-- REQUEST --
Exactly the lines from the one containing "Each instance of the white fluffy" through the end of the data below are to be reproduced, and nothing besides them.

(Labeled-object pointing entries)

○ ○ ○ ○ ○ ○ ○

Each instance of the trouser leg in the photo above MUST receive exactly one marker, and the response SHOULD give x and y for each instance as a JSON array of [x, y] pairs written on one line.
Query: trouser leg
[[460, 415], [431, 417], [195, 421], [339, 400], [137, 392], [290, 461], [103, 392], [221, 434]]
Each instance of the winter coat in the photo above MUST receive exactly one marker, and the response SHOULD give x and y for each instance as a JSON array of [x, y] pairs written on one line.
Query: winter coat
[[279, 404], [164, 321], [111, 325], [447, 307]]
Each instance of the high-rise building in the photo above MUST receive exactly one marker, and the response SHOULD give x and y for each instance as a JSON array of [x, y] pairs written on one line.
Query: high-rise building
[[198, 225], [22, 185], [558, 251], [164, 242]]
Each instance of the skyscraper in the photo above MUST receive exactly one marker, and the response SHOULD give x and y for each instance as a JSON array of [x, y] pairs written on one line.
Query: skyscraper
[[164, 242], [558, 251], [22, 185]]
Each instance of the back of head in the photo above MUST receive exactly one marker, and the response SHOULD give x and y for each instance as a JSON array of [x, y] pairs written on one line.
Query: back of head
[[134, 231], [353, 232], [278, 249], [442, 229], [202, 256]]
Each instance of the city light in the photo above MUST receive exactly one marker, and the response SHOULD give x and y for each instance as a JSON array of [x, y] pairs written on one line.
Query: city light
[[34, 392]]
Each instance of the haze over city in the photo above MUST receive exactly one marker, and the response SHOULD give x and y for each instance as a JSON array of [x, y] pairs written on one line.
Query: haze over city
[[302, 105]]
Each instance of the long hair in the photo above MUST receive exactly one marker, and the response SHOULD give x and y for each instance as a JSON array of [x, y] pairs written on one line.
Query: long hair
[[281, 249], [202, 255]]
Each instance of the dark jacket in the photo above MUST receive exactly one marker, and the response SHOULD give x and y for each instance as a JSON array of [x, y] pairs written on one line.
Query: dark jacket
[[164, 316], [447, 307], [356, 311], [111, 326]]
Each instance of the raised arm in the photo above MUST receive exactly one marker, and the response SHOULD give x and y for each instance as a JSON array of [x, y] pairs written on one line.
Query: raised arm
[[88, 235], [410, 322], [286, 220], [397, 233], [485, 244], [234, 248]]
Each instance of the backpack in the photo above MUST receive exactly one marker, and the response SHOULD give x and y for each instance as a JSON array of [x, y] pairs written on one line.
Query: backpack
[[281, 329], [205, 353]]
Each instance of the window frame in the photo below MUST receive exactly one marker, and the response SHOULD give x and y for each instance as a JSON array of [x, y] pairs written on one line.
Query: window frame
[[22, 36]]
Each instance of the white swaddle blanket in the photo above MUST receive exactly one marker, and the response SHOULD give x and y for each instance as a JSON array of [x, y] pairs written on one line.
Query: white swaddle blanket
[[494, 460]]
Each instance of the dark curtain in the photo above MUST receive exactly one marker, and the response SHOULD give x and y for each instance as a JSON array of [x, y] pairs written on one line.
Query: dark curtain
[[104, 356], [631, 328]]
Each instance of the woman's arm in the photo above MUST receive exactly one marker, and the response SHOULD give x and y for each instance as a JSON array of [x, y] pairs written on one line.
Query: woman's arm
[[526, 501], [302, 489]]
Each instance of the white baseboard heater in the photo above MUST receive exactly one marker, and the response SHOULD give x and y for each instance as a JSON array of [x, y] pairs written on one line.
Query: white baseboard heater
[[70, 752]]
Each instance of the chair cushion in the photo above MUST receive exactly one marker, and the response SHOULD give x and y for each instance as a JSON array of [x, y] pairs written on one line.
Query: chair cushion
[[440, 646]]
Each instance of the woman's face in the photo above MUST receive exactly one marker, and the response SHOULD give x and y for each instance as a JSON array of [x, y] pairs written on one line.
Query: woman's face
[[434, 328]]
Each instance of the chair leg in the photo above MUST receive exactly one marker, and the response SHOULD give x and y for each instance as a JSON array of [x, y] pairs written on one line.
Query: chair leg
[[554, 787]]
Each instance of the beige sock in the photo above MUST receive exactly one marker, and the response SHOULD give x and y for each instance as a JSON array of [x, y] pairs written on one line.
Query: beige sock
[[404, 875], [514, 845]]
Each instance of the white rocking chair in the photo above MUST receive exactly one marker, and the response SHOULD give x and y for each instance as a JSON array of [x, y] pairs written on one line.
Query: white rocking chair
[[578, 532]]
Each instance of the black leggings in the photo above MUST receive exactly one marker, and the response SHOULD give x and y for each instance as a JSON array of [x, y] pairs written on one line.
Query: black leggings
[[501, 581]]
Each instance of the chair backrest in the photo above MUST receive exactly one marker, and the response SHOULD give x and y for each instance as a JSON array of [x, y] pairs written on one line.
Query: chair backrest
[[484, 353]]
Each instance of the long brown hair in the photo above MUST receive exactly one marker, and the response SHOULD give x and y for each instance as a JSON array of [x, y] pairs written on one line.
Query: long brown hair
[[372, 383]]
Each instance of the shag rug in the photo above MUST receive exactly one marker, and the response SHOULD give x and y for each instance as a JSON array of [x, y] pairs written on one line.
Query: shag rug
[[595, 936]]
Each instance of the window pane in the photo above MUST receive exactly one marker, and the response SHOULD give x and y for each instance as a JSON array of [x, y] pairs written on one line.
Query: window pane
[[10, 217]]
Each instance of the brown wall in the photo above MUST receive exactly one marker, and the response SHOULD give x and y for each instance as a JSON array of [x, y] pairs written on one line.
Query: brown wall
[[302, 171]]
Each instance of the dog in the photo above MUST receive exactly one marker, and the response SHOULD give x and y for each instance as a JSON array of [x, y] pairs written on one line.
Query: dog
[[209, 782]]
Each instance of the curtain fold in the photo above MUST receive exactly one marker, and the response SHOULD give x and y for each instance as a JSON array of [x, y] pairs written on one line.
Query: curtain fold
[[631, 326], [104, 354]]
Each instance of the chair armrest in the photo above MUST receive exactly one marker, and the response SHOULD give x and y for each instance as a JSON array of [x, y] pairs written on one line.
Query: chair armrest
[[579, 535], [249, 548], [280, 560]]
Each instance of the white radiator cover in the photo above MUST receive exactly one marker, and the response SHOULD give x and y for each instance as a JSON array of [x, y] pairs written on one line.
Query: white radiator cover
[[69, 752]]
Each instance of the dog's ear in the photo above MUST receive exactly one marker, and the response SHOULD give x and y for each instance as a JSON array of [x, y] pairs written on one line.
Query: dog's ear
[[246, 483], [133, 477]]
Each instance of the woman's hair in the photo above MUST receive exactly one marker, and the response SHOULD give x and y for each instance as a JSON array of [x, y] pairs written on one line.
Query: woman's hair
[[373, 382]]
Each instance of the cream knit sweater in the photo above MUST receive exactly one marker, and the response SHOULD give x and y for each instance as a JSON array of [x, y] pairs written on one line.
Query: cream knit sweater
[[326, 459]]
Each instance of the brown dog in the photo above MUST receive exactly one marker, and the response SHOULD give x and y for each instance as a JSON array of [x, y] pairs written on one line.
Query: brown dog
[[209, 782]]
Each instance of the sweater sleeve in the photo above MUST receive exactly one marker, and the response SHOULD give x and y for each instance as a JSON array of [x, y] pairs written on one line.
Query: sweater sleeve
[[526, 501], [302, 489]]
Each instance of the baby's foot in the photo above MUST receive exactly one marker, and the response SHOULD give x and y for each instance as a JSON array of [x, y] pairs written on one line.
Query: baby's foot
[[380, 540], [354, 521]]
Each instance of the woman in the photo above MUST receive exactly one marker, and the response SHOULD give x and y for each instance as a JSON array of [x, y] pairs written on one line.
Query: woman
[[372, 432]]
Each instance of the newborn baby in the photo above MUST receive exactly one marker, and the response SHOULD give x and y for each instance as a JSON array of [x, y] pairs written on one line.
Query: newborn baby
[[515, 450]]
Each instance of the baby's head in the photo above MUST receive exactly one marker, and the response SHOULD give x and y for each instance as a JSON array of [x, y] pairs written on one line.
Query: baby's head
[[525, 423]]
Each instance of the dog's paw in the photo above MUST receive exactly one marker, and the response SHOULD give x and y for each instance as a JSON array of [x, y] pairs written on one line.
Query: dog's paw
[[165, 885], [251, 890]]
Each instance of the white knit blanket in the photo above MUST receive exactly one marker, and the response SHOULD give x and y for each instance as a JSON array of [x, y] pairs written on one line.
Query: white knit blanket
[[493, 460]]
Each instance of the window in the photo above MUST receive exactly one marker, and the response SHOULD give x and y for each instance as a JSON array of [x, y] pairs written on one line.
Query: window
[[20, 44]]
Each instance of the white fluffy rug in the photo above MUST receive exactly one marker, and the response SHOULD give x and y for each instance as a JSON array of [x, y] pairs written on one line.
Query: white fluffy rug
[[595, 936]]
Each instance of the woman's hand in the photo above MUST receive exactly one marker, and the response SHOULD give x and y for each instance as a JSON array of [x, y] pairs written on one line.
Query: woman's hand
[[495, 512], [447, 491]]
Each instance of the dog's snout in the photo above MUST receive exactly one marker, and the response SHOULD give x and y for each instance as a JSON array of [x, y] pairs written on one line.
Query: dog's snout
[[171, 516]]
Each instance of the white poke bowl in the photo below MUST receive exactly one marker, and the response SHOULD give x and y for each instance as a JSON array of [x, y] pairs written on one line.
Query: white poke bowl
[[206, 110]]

○ ○ ○ ○ ○ ○ ○

-- ANSWER TO THE EXERCISE --
Each instance of the white fluffy rug in the photo above MUST receive exactly one marker, and the response SHOULD give x and y for each instance as a JSON array of [x, y] pairs written on one line.
Query: white fluffy rug
[[595, 936]]
Each instance of the woman's hand in the photo above MUST receive exactly one marker, and the response SHOULD give x and y for each instance as a JSON array of [x, y] pairs written on one line.
Query: woman's hand
[[495, 512], [447, 491]]
Each instance of the dog's snout in the photo above MUST receive exactly one marker, and the response SHOULD give x and y for each instance as a JSON array of [x, y] pairs written on one line.
Query: dog's snout
[[171, 516]]
Each instance of the white poke bowl in the photo below MUST receive exactly one marker, and the response SHOULD give x and y for each instance as a JSON array of [x, y] pairs written on one line.
Query: white poke bowl
[[206, 110]]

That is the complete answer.